• _TEXT EXCERPT_
/---

Getting half as much done in twice the time.
One of my favorite weekends of the year is the 48 hours in October when distinctive buildings, architectural icons, historic gems, and forgotten pockets of Chicago throw open their doors for Open House Chicago. This year I had limited time so I made the most of it with strategic stops in Edgewater on Saturday and downtown Chicago on Sunday. Here are some of Day One’s highlights.
Episcopal Church of the Atonement
Henry Ives Cobb architect, 1890
We stopped here spontaneously, as we were walking down Kenmore on our way to the Edgewater Beach Apartments. The sudden surprise of this building and its amazing interior made this visit all the more delightful. A friendly and knowledgable parishioner greeted us and gave us a history of the building, the community, and the neighborhood.
Apparently the big draw at this church is the columbarium, but I was much more interested in the impressive pipe organ.
The Edgewater Beach Apartments
Marshall & Fox, 1928
After passing by this iconic fixture at the end of Lake Shore Drive about a million times, it was fun to get a glimpse inside. The swimming pool used to have a retractable roof and a restaurant on the terrace overlooking the pool. And of course, through those windows there once was a view of Lake Michigan and the beach, which used to come right up to the building–and gave the place its name–before the extension of Lake Shore Drive in 1957 cut the “Pink Palace” off from direct access to the lakeshore.
Riviera Motor Sales Company Building (1925)

\---

Detection examples:
/---

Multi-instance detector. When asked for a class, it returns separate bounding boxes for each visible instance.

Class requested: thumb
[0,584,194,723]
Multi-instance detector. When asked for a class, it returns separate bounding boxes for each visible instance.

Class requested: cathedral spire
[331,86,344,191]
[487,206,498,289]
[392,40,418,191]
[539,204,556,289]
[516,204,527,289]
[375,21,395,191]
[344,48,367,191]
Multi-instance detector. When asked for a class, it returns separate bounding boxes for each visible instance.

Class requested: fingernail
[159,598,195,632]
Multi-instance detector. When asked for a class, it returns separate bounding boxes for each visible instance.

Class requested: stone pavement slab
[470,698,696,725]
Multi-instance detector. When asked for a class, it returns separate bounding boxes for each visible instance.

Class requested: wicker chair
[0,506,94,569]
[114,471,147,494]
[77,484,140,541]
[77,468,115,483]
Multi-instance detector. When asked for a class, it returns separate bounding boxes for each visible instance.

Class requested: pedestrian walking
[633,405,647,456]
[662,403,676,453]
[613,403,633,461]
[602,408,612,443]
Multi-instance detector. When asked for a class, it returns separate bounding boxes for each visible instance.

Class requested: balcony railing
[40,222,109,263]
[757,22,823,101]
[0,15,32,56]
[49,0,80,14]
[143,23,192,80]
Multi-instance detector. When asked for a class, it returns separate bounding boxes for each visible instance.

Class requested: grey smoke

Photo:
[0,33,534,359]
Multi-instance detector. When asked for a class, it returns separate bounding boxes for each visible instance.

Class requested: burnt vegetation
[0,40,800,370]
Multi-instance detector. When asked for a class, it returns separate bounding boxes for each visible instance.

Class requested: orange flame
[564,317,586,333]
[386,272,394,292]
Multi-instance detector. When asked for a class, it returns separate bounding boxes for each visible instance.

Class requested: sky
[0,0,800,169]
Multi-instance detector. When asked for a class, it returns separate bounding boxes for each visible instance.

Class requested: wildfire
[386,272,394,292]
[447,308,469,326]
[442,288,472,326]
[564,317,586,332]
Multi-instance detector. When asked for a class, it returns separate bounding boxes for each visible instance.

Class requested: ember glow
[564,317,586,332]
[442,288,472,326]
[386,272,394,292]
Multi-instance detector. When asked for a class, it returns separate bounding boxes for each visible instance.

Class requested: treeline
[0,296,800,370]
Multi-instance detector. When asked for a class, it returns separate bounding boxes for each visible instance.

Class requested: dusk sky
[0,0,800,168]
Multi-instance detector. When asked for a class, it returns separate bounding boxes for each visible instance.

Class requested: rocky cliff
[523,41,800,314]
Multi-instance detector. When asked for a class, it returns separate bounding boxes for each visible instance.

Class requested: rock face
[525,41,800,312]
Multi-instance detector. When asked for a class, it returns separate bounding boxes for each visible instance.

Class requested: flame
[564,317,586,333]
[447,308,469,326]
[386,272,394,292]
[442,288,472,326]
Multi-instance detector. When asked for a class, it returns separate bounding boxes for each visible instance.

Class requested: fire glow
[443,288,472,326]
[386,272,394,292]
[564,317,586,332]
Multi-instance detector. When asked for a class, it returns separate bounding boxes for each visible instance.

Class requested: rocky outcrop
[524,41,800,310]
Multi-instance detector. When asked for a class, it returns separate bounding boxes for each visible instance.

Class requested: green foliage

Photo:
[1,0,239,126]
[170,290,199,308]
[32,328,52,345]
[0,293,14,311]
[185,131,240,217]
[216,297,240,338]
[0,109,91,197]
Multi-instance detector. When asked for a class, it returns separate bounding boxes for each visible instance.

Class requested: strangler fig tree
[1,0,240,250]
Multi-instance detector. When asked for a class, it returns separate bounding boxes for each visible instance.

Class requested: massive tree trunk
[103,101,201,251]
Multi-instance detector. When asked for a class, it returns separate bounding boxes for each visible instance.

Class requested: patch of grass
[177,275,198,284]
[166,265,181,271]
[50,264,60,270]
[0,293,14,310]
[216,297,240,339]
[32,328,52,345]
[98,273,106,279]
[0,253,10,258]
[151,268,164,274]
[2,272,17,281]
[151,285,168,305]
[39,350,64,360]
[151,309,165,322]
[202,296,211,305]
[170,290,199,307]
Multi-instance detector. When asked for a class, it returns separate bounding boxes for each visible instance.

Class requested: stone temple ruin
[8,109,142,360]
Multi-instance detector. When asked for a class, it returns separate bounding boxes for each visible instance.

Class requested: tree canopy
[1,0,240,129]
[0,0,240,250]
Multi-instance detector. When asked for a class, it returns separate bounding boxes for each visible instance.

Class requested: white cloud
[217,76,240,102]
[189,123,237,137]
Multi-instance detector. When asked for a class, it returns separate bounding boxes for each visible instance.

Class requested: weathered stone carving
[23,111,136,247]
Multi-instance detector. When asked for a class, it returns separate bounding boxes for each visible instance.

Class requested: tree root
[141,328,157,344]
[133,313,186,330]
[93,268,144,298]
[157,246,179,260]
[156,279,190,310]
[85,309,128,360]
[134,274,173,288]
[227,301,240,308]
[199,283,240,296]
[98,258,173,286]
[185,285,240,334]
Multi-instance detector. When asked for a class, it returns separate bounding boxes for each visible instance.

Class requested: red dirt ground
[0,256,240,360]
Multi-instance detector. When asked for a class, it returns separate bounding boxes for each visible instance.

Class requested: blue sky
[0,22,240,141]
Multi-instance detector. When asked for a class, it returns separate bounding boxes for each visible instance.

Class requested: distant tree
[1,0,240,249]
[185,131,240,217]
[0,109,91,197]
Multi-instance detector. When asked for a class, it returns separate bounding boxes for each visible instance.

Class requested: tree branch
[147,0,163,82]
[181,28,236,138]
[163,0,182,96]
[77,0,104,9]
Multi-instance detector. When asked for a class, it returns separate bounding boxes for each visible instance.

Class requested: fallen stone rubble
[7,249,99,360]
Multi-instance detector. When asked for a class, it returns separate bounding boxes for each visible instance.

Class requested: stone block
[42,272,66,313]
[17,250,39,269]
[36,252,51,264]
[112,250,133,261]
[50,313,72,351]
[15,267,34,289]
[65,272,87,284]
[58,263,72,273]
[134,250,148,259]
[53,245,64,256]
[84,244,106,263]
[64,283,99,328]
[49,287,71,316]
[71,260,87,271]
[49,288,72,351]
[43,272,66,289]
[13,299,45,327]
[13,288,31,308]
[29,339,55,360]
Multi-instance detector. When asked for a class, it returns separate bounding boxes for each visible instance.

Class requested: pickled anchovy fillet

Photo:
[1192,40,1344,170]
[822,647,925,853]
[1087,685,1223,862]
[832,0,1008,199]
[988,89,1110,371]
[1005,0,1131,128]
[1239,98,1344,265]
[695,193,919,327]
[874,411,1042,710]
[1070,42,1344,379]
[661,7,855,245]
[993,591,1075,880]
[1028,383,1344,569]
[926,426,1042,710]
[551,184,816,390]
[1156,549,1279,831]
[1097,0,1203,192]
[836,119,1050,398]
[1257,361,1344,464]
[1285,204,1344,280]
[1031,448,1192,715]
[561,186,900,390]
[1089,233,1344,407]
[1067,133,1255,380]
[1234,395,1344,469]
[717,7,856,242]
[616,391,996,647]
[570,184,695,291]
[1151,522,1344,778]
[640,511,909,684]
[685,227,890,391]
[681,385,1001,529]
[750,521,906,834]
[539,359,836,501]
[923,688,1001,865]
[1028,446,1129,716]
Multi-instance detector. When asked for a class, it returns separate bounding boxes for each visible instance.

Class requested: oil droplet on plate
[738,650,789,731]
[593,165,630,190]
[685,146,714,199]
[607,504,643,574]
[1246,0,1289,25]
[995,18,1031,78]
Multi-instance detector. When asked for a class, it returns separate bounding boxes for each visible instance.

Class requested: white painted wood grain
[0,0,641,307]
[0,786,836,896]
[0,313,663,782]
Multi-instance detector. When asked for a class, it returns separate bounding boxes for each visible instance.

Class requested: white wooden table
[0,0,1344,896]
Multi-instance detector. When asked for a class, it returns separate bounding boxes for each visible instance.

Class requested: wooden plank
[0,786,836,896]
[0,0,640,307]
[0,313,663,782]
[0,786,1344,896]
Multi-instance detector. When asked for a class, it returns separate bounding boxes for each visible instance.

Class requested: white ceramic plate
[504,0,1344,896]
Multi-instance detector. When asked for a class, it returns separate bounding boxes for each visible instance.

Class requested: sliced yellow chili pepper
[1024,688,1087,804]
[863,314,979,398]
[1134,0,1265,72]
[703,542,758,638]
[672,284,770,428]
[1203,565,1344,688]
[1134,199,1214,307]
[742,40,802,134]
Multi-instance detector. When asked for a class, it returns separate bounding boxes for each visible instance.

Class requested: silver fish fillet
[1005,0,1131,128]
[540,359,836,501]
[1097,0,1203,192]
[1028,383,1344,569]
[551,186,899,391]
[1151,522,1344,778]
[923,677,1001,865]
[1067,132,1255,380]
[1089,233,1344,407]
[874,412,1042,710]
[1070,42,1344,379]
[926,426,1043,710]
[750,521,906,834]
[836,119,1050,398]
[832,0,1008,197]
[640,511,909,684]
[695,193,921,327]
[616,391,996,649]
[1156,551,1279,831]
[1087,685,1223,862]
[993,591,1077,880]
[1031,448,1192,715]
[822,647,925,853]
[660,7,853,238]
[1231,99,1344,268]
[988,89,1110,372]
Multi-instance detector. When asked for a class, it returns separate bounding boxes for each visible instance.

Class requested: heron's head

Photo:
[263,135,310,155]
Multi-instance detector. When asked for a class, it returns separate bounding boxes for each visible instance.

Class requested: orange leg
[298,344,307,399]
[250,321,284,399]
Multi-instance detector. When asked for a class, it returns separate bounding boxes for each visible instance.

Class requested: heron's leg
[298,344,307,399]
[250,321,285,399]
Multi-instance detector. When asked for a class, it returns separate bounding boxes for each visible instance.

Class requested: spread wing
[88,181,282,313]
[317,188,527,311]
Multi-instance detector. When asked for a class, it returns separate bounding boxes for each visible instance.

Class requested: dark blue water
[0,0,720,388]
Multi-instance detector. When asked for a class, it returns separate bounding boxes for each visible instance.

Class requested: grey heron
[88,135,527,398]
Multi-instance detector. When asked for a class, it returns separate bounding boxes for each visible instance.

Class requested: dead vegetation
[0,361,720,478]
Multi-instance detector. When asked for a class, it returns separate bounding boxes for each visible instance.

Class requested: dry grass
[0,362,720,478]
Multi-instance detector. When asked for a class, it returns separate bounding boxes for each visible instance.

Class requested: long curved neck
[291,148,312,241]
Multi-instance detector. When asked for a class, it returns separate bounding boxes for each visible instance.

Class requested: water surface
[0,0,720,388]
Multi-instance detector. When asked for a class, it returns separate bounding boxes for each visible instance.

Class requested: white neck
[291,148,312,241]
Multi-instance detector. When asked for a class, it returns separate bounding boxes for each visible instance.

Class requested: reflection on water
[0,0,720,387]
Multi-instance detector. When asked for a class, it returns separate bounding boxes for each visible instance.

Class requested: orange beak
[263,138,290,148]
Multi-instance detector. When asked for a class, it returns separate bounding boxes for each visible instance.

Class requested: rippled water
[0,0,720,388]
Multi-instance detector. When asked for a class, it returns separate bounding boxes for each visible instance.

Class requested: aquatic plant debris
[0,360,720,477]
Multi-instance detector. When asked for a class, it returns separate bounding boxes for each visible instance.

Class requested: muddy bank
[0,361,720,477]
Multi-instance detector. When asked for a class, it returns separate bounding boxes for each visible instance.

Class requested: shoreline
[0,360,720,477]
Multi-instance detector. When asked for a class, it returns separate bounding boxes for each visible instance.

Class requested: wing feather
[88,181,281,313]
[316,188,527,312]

\---

• _AIM_
According to the Open House Chicago text, in what year did the extension of Lake Shore Drive cut the Edgewater Beach Apartments off from direct access to the lakeshore?

• _CORRECT RESULT_
1957